* _REQUIREMENTS_
Copy all the material that follows, keeping every character the same.

·····

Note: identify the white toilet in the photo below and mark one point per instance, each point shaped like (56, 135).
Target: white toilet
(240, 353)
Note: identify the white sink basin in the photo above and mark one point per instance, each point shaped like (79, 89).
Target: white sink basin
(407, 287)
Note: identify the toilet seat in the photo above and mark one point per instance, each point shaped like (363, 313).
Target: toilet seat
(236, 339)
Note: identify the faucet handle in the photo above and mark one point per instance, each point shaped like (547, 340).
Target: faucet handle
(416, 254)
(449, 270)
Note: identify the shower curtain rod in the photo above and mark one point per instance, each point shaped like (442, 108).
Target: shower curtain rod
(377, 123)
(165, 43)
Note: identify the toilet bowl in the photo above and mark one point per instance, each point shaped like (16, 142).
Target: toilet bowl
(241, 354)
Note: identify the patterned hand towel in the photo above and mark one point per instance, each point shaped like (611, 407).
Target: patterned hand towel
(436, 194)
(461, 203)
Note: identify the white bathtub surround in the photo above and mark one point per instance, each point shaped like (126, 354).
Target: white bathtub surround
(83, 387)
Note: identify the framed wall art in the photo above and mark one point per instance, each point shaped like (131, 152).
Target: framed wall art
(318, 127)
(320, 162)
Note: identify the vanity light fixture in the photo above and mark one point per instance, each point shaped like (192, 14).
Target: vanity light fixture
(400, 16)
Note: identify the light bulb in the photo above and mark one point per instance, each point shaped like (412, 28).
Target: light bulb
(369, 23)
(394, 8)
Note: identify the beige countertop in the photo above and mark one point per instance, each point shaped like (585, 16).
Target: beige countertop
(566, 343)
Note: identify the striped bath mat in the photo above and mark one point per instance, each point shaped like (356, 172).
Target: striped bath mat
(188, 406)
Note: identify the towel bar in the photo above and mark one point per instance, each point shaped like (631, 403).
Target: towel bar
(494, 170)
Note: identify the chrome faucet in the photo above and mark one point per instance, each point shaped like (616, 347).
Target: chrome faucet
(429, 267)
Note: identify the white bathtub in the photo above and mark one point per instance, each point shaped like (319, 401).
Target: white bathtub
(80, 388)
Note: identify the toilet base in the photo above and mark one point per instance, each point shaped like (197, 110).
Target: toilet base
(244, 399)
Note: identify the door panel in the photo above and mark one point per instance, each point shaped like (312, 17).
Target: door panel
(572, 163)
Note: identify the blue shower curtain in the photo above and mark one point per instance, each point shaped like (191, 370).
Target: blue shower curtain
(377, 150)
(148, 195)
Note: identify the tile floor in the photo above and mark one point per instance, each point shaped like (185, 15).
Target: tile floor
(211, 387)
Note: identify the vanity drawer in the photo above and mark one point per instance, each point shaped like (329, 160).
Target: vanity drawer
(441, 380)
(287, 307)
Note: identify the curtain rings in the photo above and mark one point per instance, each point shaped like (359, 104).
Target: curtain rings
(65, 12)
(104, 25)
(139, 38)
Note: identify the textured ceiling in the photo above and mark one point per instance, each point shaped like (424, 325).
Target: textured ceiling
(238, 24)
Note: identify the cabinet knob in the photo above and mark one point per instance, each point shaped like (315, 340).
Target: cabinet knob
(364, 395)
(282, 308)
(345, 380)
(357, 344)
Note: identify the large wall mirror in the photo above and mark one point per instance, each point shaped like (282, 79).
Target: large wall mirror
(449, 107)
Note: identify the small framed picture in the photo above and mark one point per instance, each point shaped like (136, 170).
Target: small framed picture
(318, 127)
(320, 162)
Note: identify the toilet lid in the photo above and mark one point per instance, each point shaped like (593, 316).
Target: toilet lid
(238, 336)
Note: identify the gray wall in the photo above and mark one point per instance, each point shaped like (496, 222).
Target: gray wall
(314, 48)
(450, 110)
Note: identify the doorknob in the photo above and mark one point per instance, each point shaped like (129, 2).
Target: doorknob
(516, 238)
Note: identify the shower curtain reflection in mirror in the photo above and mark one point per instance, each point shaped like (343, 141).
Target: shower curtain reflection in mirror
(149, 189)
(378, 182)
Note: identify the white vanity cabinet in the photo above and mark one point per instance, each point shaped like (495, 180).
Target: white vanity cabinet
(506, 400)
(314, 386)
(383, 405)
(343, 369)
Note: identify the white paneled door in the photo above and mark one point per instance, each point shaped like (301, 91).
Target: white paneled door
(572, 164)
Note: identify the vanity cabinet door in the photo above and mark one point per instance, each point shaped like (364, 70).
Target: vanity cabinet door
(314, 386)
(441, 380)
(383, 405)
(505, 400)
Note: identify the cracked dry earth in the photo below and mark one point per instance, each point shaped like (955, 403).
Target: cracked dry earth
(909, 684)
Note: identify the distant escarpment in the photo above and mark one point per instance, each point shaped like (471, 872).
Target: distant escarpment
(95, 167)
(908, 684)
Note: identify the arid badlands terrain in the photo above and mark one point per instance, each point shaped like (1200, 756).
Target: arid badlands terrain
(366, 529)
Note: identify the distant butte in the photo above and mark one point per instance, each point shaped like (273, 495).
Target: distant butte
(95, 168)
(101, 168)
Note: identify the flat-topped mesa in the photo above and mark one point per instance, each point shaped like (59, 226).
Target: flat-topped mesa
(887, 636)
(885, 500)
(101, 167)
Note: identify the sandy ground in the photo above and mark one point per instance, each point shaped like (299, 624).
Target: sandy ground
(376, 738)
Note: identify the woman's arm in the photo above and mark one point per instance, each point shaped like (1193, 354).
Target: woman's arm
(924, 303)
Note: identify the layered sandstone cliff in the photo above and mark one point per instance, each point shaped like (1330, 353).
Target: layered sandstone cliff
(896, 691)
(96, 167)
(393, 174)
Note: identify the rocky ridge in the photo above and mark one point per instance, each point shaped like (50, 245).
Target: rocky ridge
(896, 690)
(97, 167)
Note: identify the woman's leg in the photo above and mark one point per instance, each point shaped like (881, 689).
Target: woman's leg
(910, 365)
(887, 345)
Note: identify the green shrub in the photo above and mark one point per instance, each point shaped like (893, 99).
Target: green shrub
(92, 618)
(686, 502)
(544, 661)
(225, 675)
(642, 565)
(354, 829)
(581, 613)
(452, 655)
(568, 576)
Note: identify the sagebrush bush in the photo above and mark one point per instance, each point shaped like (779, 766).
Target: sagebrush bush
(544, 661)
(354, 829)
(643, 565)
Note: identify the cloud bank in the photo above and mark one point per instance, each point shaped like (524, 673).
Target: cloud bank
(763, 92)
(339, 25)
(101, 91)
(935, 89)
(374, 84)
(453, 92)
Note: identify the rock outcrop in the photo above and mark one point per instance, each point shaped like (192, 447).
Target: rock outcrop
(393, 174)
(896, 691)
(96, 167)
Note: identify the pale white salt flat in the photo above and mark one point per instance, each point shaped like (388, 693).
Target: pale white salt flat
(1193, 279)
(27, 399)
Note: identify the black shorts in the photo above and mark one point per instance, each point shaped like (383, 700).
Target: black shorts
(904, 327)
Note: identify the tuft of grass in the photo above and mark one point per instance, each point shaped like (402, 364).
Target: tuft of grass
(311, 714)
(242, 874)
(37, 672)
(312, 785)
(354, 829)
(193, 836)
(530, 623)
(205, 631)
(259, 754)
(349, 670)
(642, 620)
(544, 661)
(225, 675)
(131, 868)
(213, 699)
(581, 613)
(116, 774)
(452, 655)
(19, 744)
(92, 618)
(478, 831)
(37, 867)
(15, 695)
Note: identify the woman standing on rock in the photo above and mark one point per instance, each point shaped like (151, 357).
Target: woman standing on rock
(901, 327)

·····

* _ANSWER FOR THIS EXERCISE_
Note: identify the white toilet in the photo below and mark one point per instance, each point shaped like (56, 135).
Target: white toilet
(240, 353)
Note: identify the white sink basin in the photo above and mark one point per instance, each point shaped like (79, 89).
Target: white sink basin
(407, 287)
Note: identify the toilet seat in the photo above and mark one point per instance, each point shaped like (363, 313).
Target: toilet seat
(236, 339)
Note: identify the faucet handle in the photo above and mark one point per instance, each point shaped like (547, 340).
Target: faucet handle
(416, 254)
(449, 270)
Note: identify the shower curtain rod in the photo above and mark one point per instance, each point shaped like (442, 108).
Target: shower curtain rod
(377, 123)
(165, 43)
Note: identify the toilet bowl in the photo above and mark one point per instance, each point shaped like (16, 142).
Target: toilet bowl
(241, 354)
Note: identify the patterned hand towel in the photo above and mark one point per instance, each point shaped like (611, 407).
Target: patterned hand towel
(436, 194)
(461, 203)
Note: identify the white bathtub surround in the photo above and mark one point per instance, each point shaped like (126, 354).
Target: white bathtub surround
(83, 387)
Note: identify the framed wall art in the photo above and mark one point per instance, each point shaped like (131, 152).
Target: framed wall art
(318, 127)
(320, 162)
Note: identify the vanity light fixture in the photo above and mark one point per instance, each point shaped like (192, 14).
Target: vanity light fixture
(400, 16)
Note: identify the light bulb in the photo above and mark one point per instance, each point shaped like (412, 28).
Target: light bulb
(369, 23)
(394, 8)
Note: identify the beige countertop in the photo above and mark one point per instance, each point shaped like (585, 16).
Target: beige countertop
(566, 343)
Note: identify the striped bath mat in the photo above and mark one point per instance, each point shaped like (356, 172).
Target: striped bath mat
(188, 406)
Note: identify the towel bar in the photo above and mark one point per instance, each point shaped like (631, 403).
Target: towel bar
(494, 170)
Note: identify the chrome faucet in the photo above and mark one point per instance, each point shaped like (616, 347).
Target: chrome faucet
(429, 267)
Note: identify the white bathtub in the photo above and mark one point per instance, each point shaped like (319, 401).
Target: white bathtub
(80, 388)
Note: identify the toilet base in the photo above and mark one point per instance, each point shaped like (197, 110).
Target: toilet base
(244, 399)
Note: identify the door panel in the photo above and mark one point per instance, each point shaped like (312, 17).
Target: door panel
(572, 163)
Note: identify the blue shower curtain in the photo above and mark one point per instance, each point shaped like (191, 370).
Target: blue shower curtain
(377, 150)
(148, 195)
Note: identify the tile floor in the photo above and mark one point per instance, each point shaped like (185, 15).
Target: tile floor
(211, 387)
Note: identify the vanity drawer in the photo above and mark one point per instance, each point shaped like (329, 160).
Target: vanity drawer
(441, 380)
(287, 307)
Note: identify the curtain rings in the photo above and mark one point per instance, each point shaped like (359, 104).
Target: curtain rings
(65, 12)
(104, 25)
(139, 38)
Note: identify the textured ceiling in the photo above and mark one point per instance, each point shaped like (424, 325).
Target: textured ceiling
(238, 24)
Note: identify the cabinet knob in the photo above and mark one point per instance, each point shaped like (315, 340).
Target: cabinet knob
(364, 395)
(282, 308)
(345, 380)
(357, 344)
Note: identify the large wall mirror in the photo above and mark one point per instance, each point shaped like (282, 79).
Target: large wall mirror
(449, 107)
Note: identify the small framed picture in the photo above and mark one point per instance, each point shaped like (136, 170).
Target: small framed picture
(318, 127)
(320, 162)
Note: identify the toilet lid in the photo above and mark one point per instance, each point shaped like (593, 316).
Target: toilet lid
(238, 336)
Note: identify the gray wall in the photo above and mark one point per instance, each point shaped like (496, 222).
Target: gray wall
(314, 48)
(450, 110)
Note: identify the doorknob in the photo above and mark one point per instance, each point shaped like (129, 2).
Target: doorknob
(516, 238)
Note: identify the shower curtain reflection in mirror in the photo above and mark one point per instance, each point shaped like (343, 141).
Target: shower curtain reflection in mirror
(149, 189)
(378, 182)
Note: identify the white vanity cabinet in the photo above and mark one point per instance, each point shaped like (495, 180).
Target: white vanity cabinet
(506, 400)
(314, 386)
(383, 405)
(343, 369)
Note: identify the white paneled door in the photo above and mark one point per instance, each point shaped like (301, 91).
Target: white paneled door
(572, 164)
Note: identify the vanity cabinet door in the photo above and mark one point per instance, each point shaped like (364, 70).
Target: vanity cabinet door
(314, 386)
(441, 380)
(383, 405)
(505, 400)
Note: identify the cracked dry earth in the photo below and mark one point per instance, each point shaped like (955, 403).
Target: cracked dry earth
(909, 684)
Note: identify the distant escarpment in the photo above and mark one point per instance, each point shaped like (471, 872).
Target: distant escarpment
(95, 167)
(908, 684)
Note: identify the arid badlands terrain in the photo above and mark one point per instance, each point shaped like (1200, 756).
Target: arid badlands terrain
(366, 529)
Note: identify the distant butte in the photo above and mark one point per instance, each point shaped like (273, 495).
Target: distant butte
(95, 168)
(101, 168)
Note: identify the flat-topped mesa in the photo above and mark one point per instance, each point shaped like (59, 226).
Target: flat-topped mesa
(887, 636)
(885, 500)
(101, 167)
Note: identify the sandy ground in the photo above and mark one point per instance, each point shaped like (299, 624).
Target: sandy ground
(376, 738)
Note: identify the woman's arm in the photo above and mark one point per instance, each point shaped like (1193, 354).
Target: woman's arm
(924, 303)
Note: identify the layered sandstone cliff in the photo above and mark one point per instance, each point shaped like (1330, 353).
Target: layered sandstone cliff
(896, 691)
(96, 167)
(393, 174)
Note: identify the rocky ridge in the photo above and mark one point per instance, each point shaped like (50, 245).
Target: rocky ridge
(896, 690)
(97, 167)
Note: identify the woman's leg in the photo above and mark one point per instance, each point shaped like (881, 689).
Target: woman's leg
(910, 365)
(887, 345)
Note: identify the green shrub in the photo above and mark one point per instance, each point shaped like (893, 99).
Target: green shrub
(92, 618)
(686, 502)
(544, 661)
(225, 675)
(642, 565)
(354, 829)
(581, 613)
(452, 655)
(568, 576)
Note: identify the sagebrush bush in the photo above and mark one point per instance, each point shaped like (779, 766).
Target: sagebrush bush
(544, 661)
(354, 829)
(643, 565)
Note: identify the cloud bank in the photo above and mark one point per instance, each point shaped like (524, 673).
Target: cloud bank
(763, 92)
(339, 25)
(101, 91)
(935, 89)
(374, 84)
(453, 92)
Note: identify the rock outcrop in the photo above and mark one point per instance, each point shaped like (192, 447).
Target: rock outcrop
(393, 174)
(896, 691)
(96, 167)
Note: identify the pale white salt flat in the photo above and mark one point per instance, each point shaped like (388, 693).
Target: pale white salt flat
(1193, 279)
(27, 399)
Note: identify the black shorts in the photo above and mark one point per instance, each point shaped like (383, 700).
Target: black shorts
(904, 327)
Note: identify the tuft of grass in the photo above and mark one point per instance, each point shaped like (402, 364).
Target: tuft of grass
(311, 714)
(242, 874)
(37, 672)
(312, 785)
(354, 829)
(193, 836)
(530, 623)
(205, 631)
(259, 754)
(349, 670)
(642, 620)
(544, 661)
(225, 675)
(131, 868)
(213, 699)
(581, 613)
(116, 774)
(452, 655)
(19, 744)
(92, 618)
(478, 831)
(37, 867)
(15, 695)
Note: identify the woman standing on rock in the photo above and mark one point per instance, each point shaped like (151, 357).
Target: woman standing on rock
(901, 327)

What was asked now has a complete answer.